TASK DIRECTIONS:
Write out the material exactly. Do not include the pictures.

PROVIDED RECORDS:
>>>

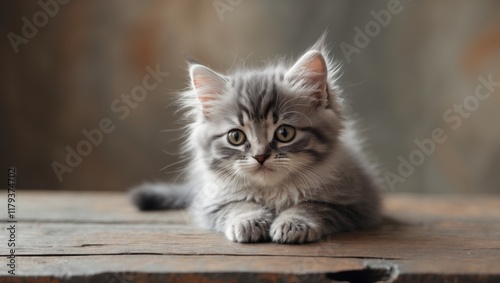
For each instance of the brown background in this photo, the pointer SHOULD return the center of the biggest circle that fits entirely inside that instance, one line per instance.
(65, 78)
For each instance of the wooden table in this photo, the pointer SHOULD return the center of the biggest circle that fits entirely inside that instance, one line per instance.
(100, 237)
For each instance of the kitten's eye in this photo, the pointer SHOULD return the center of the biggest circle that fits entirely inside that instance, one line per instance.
(236, 137)
(284, 133)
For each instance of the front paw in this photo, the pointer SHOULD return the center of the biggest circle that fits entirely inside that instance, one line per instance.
(294, 229)
(249, 229)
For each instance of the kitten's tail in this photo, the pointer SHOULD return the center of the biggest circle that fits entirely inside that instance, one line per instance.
(160, 196)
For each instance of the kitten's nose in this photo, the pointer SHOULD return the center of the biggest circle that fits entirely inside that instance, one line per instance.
(261, 158)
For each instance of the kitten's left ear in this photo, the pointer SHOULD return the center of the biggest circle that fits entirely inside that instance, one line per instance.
(311, 71)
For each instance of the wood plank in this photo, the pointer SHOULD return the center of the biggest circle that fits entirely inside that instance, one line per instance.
(125, 268)
(98, 237)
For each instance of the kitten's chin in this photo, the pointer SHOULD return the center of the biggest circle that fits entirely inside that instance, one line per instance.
(265, 176)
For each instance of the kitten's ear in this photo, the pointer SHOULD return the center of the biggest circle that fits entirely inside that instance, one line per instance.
(311, 71)
(207, 84)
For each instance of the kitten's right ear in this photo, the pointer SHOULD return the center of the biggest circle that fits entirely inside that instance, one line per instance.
(207, 84)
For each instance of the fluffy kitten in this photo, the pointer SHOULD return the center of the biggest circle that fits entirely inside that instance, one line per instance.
(271, 155)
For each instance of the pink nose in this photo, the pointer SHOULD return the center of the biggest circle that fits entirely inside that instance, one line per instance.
(261, 158)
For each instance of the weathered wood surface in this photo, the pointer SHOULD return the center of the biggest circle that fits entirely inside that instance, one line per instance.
(100, 237)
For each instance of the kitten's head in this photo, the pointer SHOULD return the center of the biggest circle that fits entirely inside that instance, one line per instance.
(269, 125)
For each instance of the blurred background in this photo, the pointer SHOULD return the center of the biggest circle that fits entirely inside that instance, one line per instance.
(410, 68)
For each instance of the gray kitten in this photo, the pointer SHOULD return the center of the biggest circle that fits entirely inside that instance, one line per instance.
(272, 156)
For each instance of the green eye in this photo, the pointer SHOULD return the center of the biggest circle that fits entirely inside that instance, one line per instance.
(284, 133)
(236, 137)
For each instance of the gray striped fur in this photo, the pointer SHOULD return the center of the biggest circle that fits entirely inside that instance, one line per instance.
(315, 185)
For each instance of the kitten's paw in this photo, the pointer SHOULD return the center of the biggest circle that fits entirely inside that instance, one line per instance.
(248, 229)
(291, 229)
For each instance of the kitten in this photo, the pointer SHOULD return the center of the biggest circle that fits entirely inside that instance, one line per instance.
(272, 156)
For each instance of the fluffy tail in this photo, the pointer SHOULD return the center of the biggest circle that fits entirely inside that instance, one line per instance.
(160, 196)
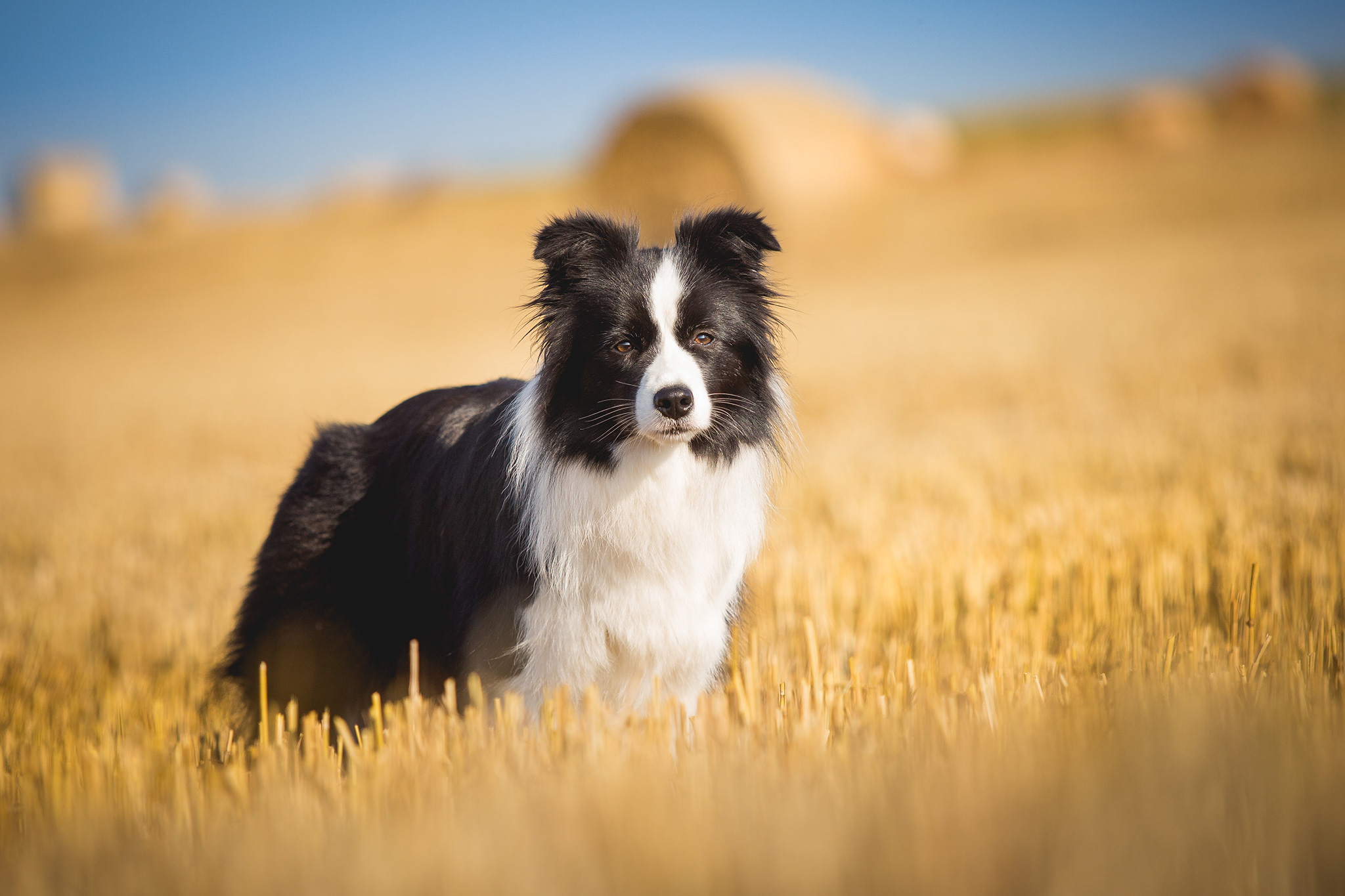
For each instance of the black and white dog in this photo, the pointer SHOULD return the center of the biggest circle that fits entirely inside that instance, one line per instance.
(590, 526)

<<<

SOLUTION FOR THIS PROBLEM:
For each instance of the brown background in this photo, the pointer SHOULD return the center of the biggest circle that fits entirely inside that instance, one line per instance.
(65, 78)
For each instance of the wooden table in this photo, the pointer SHOULD return the center of the biggest circle that fits entirely inside that instance, one line per instance.
(100, 237)
For each instance of the kitten's eye in this photo, the pointer SHOULD return the center of the biggest circle that fits entirely inside that instance, one line per instance.
(236, 137)
(284, 133)
For each instance of the front paw in this photo, the pointer SHOULD return the center of the biggest circle that fits entirely inside that instance, one line per instance.
(294, 229)
(249, 229)
For each instance of the kitten's tail in this photo, the pointer SHOULD return the center of the biggest circle that fits entirely inside that instance, one line per instance.
(160, 196)
For each instance of the kitten's nose in this photo, the pointer SHOULD return the center of the biggest circle that fits entirely inside that instance, one line per instance.
(261, 158)
For each instance of the kitten's left ear in this photo, the pointer SHOULD return the center of the biggest circle that fits entirely inside that instance, one line per instance.
(311, 71)
For each instance of the wood plank in this photo, the pointer SHOULD return the center of the biggest circle that fits entirely inside that instance, one line per instance.
(125, 268)
(98, 237)
For each instance of the kitten's chin in this photo, the pointer SHOULD return the center of the biggest circle that fits entirely inside that instance, one line per instance.
(265, 176)
For each instance of the kitten's ear in this photo, the pointer SHOULD return the center of the biggest circle that fits entirely inside that instance, one line per instance.
(311, 71)
(207, 84)
For each instance of the kitten's right ear in this photo, the pointer SHOULD return the center of the biggest circle that fits entirely inside that instance, one line per instance.
(207, 84)
For each instance of the fluffy kitten in this photo, the pointer SHOULD return the center of the biggest circle that fits entirely inside that instance, one line per instance.
(271, 155)
For each instance of the pink nose in this photo, the pointer SHOULD return the center of the biggest circle that fits entirely inside that instance, one line per instance.
(261, 158)
For each instance of the weathered wood surface in this photo, the pointer SHOULD return the center of the biggest circle that fits entirely inside that instance, one line per instance.
(100, 237)
For each instance of the kitten's head in this photo, the pointer SHOULD return the center of the biggest circle that fits entirely inside that instance, one line per instance.
(269, 125)
For each instance of the blurred background in this photo, the pointer SHOULD return the center of the biggest circle that fits entirely inside that instance, one line per instance.
(410, 68)
For each instance of the gray kitten in this photo, the pointer SHOULD return the center of the biggest circle that fits entirely inside that instance, one line per instance.
(272, 156)
For each instance of the green eye in this photo, the pointer SHOULD return the center of the biggest circle that fits entirely inside that instance, one line per instance.
(284, 133)
(236, 137)
For each instance of the gray striped fur in this photo, the pointer SHOULD return the center of the biggest circle that fits entirely inside that instance, one line per instance.
(315, 185)
For each instance of the kitten's paw in this photo, the pointer SHOULD return the center of the biggest circle that fits entirely inside that instance, one line per instance.
(248, 229)
(291, 229)
For each instance of the kitten in this photo, the pointer SHOULD return the center of the biggest circle that fits entirely inside that instance, one line per instance.
(272, 156)
For each instance of the fluffy tail in this photo, the pointer SHOULD return the center of the biggest circle that fits entirely inside that instance, one line per instance.
(160, 196)
For each instance of the black and white dog in this photo, the pointer SHOULD return the center of the biggest circle that fits entirely inside that instance, one line per instance.
(590, 526)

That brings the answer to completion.